_Given data_

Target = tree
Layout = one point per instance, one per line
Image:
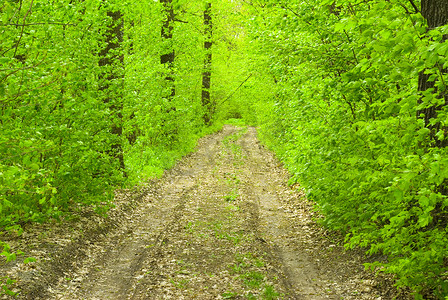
(436, 14)
(207, 72)
(167, 58)
(112, 63)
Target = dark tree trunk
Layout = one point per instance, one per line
(113, 65)
(207, 73)
(167, 35)
(436, 14)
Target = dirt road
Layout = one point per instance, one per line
(223, 224)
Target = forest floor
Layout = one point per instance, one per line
(222, 224)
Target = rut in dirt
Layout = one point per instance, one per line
(223, 224)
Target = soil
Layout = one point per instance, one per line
(222, 224)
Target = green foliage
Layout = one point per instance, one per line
(340, 109)
(77, 102)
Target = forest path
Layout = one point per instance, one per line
(222, 224)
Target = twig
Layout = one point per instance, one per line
(32, 24)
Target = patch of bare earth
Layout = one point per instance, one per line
(222, 224)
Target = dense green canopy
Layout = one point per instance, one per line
(350, 94)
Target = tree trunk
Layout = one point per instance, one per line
(167, 35)
(113, 65)
(436, 14)
(207, 73)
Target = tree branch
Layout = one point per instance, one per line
(32, 24)
(415, 6)
(237, 89)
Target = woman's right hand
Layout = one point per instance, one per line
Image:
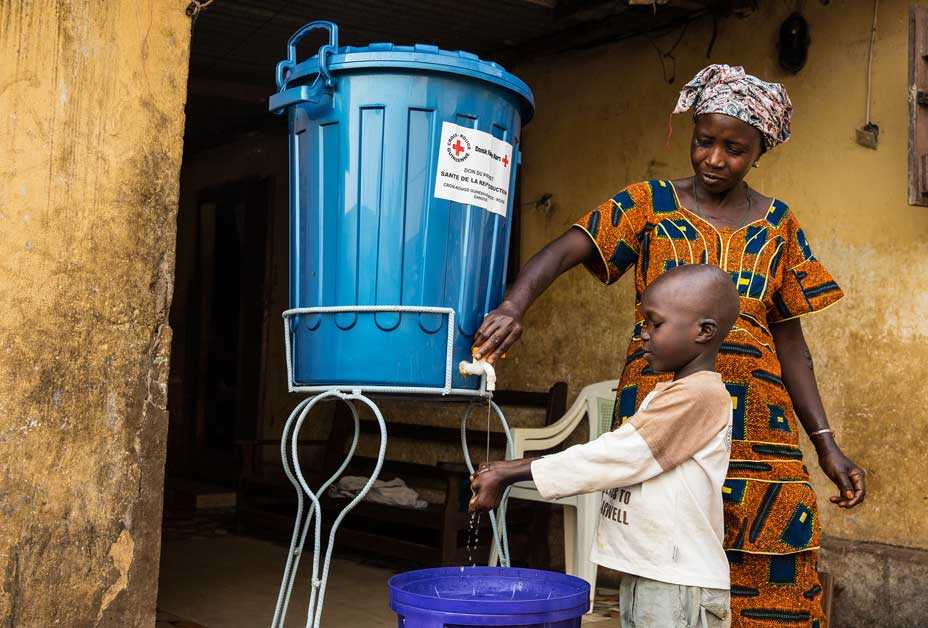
(500, 330)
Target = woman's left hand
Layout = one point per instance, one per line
(847, 476)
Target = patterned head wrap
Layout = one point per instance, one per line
(729, 90)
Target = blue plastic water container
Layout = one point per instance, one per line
(446, 597)
(377, 136)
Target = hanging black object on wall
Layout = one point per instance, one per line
(793, 43)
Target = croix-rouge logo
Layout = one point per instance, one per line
(458, 147)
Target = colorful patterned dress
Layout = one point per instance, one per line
(771, 521)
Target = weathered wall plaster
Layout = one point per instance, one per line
(92, 97)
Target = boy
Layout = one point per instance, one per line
(661, 521)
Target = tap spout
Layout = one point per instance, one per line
(480, 367)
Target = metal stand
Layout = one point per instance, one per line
(291, 463)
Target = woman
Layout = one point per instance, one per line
(771, 524)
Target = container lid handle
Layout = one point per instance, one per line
(285, 67)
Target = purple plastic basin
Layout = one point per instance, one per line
(447, 597)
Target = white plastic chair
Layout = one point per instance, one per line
(596, 402)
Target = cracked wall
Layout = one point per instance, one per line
(92, 97)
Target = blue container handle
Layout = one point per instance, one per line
(290, 62)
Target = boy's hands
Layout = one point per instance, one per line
(491, 479)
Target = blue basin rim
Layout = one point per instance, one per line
(566, 592)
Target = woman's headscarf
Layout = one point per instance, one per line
(729, 90)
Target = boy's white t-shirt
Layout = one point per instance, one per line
(661, 474)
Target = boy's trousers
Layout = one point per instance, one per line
(645, 603)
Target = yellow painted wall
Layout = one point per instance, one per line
(601, 123)
(92, 100)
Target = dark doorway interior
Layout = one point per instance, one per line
(219, 331)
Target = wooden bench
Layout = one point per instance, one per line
(433, 536)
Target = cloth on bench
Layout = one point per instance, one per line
(391, 492)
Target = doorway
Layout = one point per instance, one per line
(220, 331)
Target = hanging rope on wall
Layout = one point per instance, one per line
(196, 7)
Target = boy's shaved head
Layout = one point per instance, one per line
(706, 290)
(688, 311)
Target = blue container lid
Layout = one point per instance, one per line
(423, 57)
(487, 591)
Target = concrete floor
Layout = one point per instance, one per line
(232, 582)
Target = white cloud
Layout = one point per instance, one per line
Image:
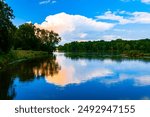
(110, 37)
(74, 27)
(83, 35)
(47, 1)
(135, 17)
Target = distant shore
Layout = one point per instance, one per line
(19, 55)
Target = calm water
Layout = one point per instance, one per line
(67, 76)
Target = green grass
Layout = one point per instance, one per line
(16, 55)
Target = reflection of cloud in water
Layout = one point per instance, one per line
(138, 80)
(68, 76)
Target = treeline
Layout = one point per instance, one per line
(26, 36)
(119, 46)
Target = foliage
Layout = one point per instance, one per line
(119, 46)
(6, 26)
(28, 37)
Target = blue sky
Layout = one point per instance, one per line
(83, 20)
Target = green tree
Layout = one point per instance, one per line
(49, 39)
(6, 26)
(25, 37)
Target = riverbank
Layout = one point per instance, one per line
(18, 55)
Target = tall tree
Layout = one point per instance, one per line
(49, 39)
(6, 26)
(25, 37)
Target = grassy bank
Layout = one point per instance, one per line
(18, 55)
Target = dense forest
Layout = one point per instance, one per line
(24, 37)
(119, 46)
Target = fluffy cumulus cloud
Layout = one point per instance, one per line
(74, 27)
(126, 17)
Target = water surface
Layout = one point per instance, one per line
(70, 76)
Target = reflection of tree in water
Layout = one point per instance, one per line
(98, 56)
(7, 90)
(48, 67)
(25, 72)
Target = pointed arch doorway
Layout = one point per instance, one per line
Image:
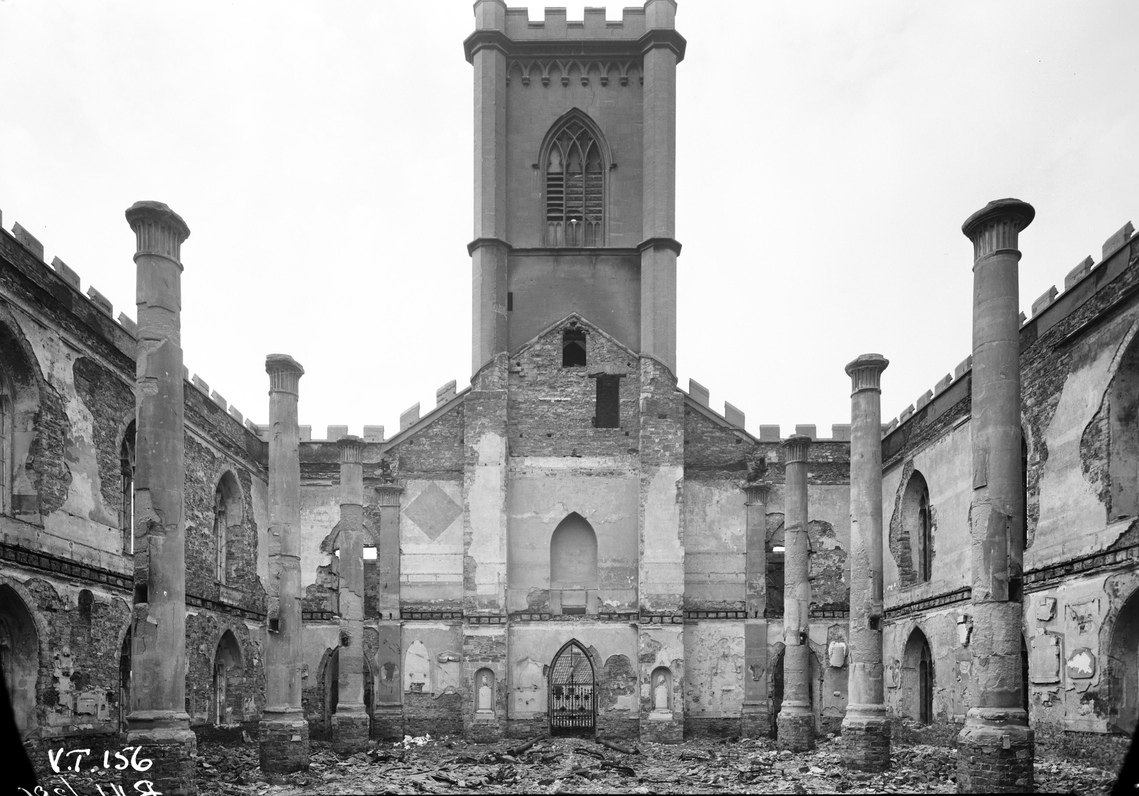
(573, 692)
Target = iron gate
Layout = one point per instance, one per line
(573, 695)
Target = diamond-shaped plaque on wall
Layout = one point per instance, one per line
(433, 510)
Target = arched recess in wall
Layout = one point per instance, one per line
(574, 161)
(19, 404)
(228, 682)
(573, 565)
(1122, 674)
(917, 681)
(1123, 429)
(228, 518)
(19, 657)
(484, 691)
(330, 687)
(917, 532)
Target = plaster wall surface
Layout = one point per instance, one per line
(543, 491)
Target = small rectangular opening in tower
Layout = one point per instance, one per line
(608, 402)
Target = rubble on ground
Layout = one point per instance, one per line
(563, 765)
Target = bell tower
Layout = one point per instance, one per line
(574, 175)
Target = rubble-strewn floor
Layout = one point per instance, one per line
(576, 765)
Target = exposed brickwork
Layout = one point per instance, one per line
(439, 714)
(172, 768)
(985, 766)
(795, 732)
(350, 732)
(111, 400)
(551, 408)
(866, 746)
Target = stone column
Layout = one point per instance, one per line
(866, 731)
(795, 724)
(756, 720)
(489, 249)
(350, 722)
(284, 732)
(996, 745)
(658, 251)
(157, 721)
(387, 710)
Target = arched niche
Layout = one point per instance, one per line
(227, 523)
(917, 679)
(573, 565)
(19, 657)
(228, 682)
(484, 692)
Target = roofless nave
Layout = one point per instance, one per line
(573, 544)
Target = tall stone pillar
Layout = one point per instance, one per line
(157, 721)
(996, 745)
(866, 731)
(663, 50)
(795, 725)
(284, 732)
(489, 249)
(350, 722)
(756, 720)
(387, 711)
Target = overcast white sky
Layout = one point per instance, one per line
(321, 155)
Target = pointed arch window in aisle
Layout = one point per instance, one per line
(573, 694)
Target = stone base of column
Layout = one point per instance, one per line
(284, 745)
(662, 728)
(795, 730)
(350, 732)
(755, 721)
(994, 758)
(387, 722)
(866, 741)
(171, 747)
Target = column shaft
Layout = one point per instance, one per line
(284, 731)
(996, 745)
(351, 721)
(796, 717)
(157, 721)
(866, 731)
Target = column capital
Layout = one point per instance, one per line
(285, 374)
(994, 227)
(157, 229)
(758, 492)
(388, 494)
(351, 449)
(866, 371)
(795, 448)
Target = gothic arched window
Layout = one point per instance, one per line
(574, 166)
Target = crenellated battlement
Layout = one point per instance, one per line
(513, 31)
(699, 395)
(1049, 309)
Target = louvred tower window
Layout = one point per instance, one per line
(574, 167)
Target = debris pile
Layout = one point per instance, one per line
(554, 765)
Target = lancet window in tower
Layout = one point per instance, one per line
(574, 187)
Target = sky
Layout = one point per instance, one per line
(321, 156)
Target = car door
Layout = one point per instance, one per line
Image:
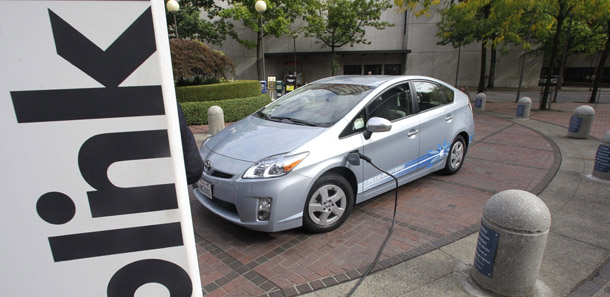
(395, 151)
(436, 124)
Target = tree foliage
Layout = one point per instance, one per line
(194, 62)
(336, 23)
(198, 19)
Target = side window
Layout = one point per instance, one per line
(448, 94)
(356, 125)
(392, 104)
(429, 95)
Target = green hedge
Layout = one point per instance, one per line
(217, 92)
(196, 113)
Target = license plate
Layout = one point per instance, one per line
(205, 188)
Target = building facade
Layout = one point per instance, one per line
(408, 47)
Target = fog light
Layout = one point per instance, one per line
(264, 209)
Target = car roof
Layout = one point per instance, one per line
(366, 80)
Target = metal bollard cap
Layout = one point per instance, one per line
(214, 110)
(606, 138)
(519, 211)
(584, 110)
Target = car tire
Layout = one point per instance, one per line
(328, 203)
(456, 155)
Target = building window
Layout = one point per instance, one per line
(373, 69)
(352, 69)
(391, 69)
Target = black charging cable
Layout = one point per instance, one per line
(385, 242)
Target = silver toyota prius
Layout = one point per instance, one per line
(286, 165)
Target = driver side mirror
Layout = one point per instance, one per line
(377, 124)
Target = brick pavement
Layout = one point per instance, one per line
(432, 212)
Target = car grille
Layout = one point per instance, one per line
(221, 174)
(228, 206)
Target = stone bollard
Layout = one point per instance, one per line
(216, 119)
(523, 108)
(581, 122)
(479, 101)
(511, 242)
(602, 158)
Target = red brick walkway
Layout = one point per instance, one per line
(432, 212)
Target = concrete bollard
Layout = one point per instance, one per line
(581, 122)
(511, 242)
(602, 158)
(479, 101)
(523, 108)
(216, 119)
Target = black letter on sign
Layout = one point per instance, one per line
(112, 242)
(84, 104)
(128, 279)
(120, 59)
(109, 67)
(100, 151)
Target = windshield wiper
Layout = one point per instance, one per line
(295, 121)
(262, 115)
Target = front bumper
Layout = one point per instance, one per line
(235, 199)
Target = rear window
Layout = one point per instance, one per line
(448, 93)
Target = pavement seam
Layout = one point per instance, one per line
(551, 172)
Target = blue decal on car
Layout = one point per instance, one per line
(428, 160)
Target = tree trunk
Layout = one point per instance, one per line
(481, 87)
(492, 67)
(549, 72)
(332, 61)
(259, 64)
(600, 67)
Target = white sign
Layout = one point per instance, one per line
(94, 195)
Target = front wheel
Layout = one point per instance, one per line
(455, 159)
(328, 204)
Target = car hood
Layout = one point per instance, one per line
(253, 139)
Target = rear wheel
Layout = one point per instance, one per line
(455, 159)
(328, 204)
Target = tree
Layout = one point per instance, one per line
(559, 10)
(467, 22)
(336, 23)
(601, 17)
(193, 61)
(278, 17)
(192, 25)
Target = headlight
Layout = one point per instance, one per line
(275, 166)
(204, 141)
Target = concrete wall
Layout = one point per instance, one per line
(426, 58)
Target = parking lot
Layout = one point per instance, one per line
(432, 212)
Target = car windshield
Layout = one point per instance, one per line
(315, 104)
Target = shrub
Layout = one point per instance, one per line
(216, 92)
(196, 113)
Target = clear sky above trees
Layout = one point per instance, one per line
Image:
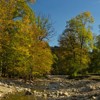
(61, 11)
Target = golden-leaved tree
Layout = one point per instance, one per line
(22, 52)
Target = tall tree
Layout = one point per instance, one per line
(22, 52)
(76, 41)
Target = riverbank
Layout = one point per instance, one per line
(55, 88)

_Your goal_
Leave out every picture, and write out exactly the lines from the one bearing "Target = pavement seam" through the final line.

_Task output_
Target = pavement seam
Layout = one point per instance, one per line
(551, 172)
Target = blue decal on car
Layout = one point per instance, one per line
(428, 160)
Target = tree trunk
Layout = one point per instance, one per line
(481, 87)
(492, 67)
(549, 72)
(332, 61)
(259, 64)
(600, 67)
Target = white sign
Layout = one point per instance, one per line
(94, 195)
Target = front wheel
Layout = one point per instance, one per line
(455, 159)
(328, 204)
Target = car hood
Layout = one point per instance, one per line
(253, 139)
Target = rear wheel
Layout = one point per instance, one per line
(455, 159)
(328, 204)
Target = tree
Layout = one point per instance, one per line
(559, 10)
(467, 22)
(336, 23)
(601, 17)
(193, 61)
(278, 17)
(192, 25)
Target = headlight
Layout = one point per instance, one per line
(275, 166)
(204, 141)
Target = concrete wall
Layout = one point per instance, one per line
(426, 58)
Target = parking lot
Layout = one point per instance, one per line
(432, 212)
Target = car windshield
Layout = one point per instance, one per line
(315, 104)
Target = shrub
Layout = one point per instance, one per line
(216, 92)
(196, 113)
Target = clear sky above trees
Layout = one point per instance, one per line
Image:
(61, 11)
Target = golden-leaved tree
Layout = one point per instance, one per line
(22, 52)
Target = tall tree
Layout = one point per instance, one per line
(22, 52)
(76, 41)
Target = riverbank
Layout = one point per instance, one per line
(55, 88)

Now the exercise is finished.